** Given text follows **

Dig through desk at home, in kitchen cabinets and under living room couch for pencils,  crayons, glue sticks, etc. to scrounge up rest of items on school supplies list in order to avoid ever having to go back to that store.  Throw contents into backpack and write a nice note to the child’s teacher explaining how re-using last year’s school supplies is a core, family religious belief and it would mean so much to you and your child if the teacher conveniently forgot to bring it up in class.

Realize just as child waves goodbye and doors close on first day of school that you forgot to buy the child a lunchbox.  Return to store and snickering cashier to fetch last lunchbox in existence, scooting expertly around store employees, who are now busy putting up Christmas decorations.  Grab lunch-friendly items off shelf in store, pay, remove lunchbox tags, write child’s name on it in indelible ink as you careen back down the highway to school so your child doesn’t starve to death, and congratulate yourself on delivering lunch to your child just in time.   Child loses lunchbox no later than 6th day of school.

Mentally and physically draining?  Sure.   But not threatening to one’s intelligence.

back2schoolToday, however, I bought a calculator for my daughter, who is much, much smarter than her mother and who will be studying a branch of mathematics in her first year of high school that I wasn’t even ceremoniously banned from until at least my third year of college.   This math class apparently requires a Scientific Calculator, which, for those of you unfamiliar with such things, has keys with symbols on them that are not in any language I recognize and was able to immediately deduce that it, like my daughter, is already smarter than I am.   And despite the fact that I paid a hefty price to liberate it from the store, despite the fact that I breathed life into it by feeding it the damn batteries it needs for survival, it proceeded to taunt me.

“My RAM is unmatched by others”, it boasted as the screen flickered to life, “and I can calculate linear regressions and find polynomial roots…”

“So? I know how to write the word ‘hello’ on a calculator.  Upside down.  o7734.”

“Not on me you don’t.”

“That’s true… where ARE the numbers, anyway?”

“Please access the appropriate tutorial for that information.  Oh wait… you can’t even find the numbers HAHAHAHAHAHAA….”

** End of Given text **

* Task A
According to the back-to-school text, how soon does the child lose the new lunchbox?
* Task B
From the back-to-school text, extract the part that opens with the words containing "Realize just as" and closes with "to one’s intelligence.".
* Task C
Continue the back-to-school text from its last sentence.

** The data follows **

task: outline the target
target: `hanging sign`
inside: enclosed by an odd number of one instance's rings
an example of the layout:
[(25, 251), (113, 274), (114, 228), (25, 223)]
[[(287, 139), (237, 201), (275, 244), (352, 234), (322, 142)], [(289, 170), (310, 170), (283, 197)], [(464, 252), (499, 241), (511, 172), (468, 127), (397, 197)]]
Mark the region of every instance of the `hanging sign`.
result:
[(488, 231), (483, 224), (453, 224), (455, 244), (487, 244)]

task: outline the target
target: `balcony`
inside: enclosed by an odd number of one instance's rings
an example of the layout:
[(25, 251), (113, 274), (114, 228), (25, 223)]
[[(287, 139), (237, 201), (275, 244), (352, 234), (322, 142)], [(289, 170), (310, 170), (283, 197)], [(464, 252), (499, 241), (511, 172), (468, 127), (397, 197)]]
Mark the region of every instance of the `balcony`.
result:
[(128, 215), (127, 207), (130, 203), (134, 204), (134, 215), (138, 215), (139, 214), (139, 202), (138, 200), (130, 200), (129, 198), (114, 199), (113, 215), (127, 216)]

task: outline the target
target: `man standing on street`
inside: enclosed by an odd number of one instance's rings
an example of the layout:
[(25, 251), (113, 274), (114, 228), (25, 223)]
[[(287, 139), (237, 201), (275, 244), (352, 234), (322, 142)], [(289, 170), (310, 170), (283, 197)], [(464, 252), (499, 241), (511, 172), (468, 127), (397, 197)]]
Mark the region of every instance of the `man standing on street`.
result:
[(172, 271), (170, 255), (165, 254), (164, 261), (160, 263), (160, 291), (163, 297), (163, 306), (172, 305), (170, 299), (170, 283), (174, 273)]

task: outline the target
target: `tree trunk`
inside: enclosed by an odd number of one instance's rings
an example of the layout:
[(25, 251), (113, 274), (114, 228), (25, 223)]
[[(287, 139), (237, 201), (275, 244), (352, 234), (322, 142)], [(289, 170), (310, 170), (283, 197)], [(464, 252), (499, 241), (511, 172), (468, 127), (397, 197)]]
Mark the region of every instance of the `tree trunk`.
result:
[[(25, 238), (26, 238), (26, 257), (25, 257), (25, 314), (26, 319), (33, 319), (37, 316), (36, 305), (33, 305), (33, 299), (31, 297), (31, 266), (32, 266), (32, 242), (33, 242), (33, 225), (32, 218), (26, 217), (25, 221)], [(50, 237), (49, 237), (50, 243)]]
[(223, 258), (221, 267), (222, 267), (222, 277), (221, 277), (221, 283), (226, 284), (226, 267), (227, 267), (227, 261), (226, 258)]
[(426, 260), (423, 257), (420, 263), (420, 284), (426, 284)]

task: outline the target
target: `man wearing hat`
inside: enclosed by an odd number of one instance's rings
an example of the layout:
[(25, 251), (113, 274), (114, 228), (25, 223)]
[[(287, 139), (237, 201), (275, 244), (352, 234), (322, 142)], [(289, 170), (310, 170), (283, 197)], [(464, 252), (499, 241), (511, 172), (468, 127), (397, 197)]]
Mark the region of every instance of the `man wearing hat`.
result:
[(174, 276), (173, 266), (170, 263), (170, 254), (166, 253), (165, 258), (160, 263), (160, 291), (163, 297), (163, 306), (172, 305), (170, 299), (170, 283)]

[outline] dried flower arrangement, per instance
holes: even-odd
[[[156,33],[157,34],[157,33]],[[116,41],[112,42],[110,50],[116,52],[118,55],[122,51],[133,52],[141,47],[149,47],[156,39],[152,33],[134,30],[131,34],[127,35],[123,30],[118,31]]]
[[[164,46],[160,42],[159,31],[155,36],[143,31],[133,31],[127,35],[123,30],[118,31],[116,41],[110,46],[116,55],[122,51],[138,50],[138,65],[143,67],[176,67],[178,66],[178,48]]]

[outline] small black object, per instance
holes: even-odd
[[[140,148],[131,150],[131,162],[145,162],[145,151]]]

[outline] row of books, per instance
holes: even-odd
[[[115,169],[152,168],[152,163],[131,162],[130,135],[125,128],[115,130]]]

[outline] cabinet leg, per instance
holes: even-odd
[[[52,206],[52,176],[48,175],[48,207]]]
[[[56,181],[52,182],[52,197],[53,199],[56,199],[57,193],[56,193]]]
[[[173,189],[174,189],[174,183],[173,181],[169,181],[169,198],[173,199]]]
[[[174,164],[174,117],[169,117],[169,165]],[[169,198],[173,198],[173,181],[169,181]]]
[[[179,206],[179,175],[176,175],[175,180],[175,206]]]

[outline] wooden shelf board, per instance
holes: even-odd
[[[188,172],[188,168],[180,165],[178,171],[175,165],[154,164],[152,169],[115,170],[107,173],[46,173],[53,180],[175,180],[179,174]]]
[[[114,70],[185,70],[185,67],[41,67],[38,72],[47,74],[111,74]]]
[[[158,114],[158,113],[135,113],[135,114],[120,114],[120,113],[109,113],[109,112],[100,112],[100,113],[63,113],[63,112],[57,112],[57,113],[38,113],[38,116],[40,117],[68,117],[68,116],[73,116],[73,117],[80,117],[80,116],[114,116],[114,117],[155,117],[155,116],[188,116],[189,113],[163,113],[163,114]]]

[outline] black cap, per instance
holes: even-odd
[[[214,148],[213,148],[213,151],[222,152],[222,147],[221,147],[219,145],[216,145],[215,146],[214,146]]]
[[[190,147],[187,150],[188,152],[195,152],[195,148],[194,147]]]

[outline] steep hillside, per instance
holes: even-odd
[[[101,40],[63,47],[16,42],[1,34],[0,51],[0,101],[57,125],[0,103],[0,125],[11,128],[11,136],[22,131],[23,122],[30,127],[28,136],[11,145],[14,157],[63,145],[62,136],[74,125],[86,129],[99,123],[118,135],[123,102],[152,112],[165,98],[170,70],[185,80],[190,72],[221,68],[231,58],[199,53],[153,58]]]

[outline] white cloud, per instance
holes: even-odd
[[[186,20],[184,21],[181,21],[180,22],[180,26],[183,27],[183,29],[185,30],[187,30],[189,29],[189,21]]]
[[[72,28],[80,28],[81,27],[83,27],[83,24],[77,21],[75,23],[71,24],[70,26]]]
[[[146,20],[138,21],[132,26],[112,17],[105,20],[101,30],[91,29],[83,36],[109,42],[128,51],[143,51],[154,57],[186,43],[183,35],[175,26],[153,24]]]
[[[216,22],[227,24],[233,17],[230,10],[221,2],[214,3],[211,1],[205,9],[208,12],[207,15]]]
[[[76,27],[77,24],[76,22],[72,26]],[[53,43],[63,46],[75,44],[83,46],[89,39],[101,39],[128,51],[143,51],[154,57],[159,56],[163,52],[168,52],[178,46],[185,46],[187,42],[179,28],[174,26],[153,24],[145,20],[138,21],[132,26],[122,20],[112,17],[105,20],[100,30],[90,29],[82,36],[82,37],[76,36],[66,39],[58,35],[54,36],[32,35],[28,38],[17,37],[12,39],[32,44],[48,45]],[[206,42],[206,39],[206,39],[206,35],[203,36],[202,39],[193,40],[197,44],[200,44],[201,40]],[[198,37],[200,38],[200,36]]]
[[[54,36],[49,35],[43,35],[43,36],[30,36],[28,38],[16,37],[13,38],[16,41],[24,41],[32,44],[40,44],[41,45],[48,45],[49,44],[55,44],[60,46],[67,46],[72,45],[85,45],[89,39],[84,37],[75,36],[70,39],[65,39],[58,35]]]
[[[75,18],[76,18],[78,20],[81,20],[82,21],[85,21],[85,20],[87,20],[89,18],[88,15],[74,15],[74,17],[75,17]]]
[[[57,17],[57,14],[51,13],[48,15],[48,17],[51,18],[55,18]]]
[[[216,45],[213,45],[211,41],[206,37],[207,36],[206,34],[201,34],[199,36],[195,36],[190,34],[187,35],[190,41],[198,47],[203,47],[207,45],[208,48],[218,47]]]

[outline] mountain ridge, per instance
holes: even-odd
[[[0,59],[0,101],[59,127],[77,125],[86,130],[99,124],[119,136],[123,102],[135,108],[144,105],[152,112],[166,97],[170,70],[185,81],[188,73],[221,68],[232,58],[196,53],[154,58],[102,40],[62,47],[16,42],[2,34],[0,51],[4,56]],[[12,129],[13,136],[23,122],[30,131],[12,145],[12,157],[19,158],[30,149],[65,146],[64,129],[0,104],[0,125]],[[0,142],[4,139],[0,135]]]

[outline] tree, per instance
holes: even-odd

** End of The data **

* Answer area A
No later than the 6th day of school.

* Answer area B
Realize just as child waves goodbye and doors close on first day of school that you forgot to buy the child a lunchbox.  Return to store and snickering cashier to fetch last lunchbox in existence, scooting expertly around store employees, who are now busy putting up Christmas decorations.  Grab lunch-friendly items off shelf in store, pay, remove lunchbox tags, write child’s name on it in indelible ink as you careen back down the highway to school so your child doesn’t starve to death, and congratulate yourself on delivering lunch to your child just in time.   Child loses lunchbox no later than 6th day of school.

Mentally and physically draining?  Sure.   But not threatening to one’s intelligence.

* Answer area C
Fortunately, I have a few good brain cells left and was able to yank the batteries before it got too uppity for its own good.  It can come to life in better hands than mine when my daughter starts school.

Oh, and ‘boob’.  I can write the word ‘boob’, too.  8008.

7 Comments leave one →
  1. nynynyny permalink
    August 25, 2010 4:19 PM

    Damn! I have a scientific calculator here that I have no use for. Really.

    • Deb permalink*
      August 25, 2010 4:21 PM

      This wouldn’t happen to be a TI-89, would it? 🙂

  2. Sharon Weinstein permalink
    August 25, 2009 12:20 PM

    Hey Deb, happy back to school! Rest assured, the scientific calculator is a value-added purchase. Hopefully, your daughter didn’t drag you to Victoria’s Secret, which marketing geniuses have effectively made even the smartest high school girls believe is the only legitimate emporium suitable to outfit their 8008’s and other body parts. That’s where I draw the line.

    • Deb permalink*
      August 25, 2009 1:50 PM

      Sharon, nope, that’s where I draw the line as well!

  3. Dana permalink
    August 21, 2009 5:43 PM

    Just wait till you see next year’s calculator!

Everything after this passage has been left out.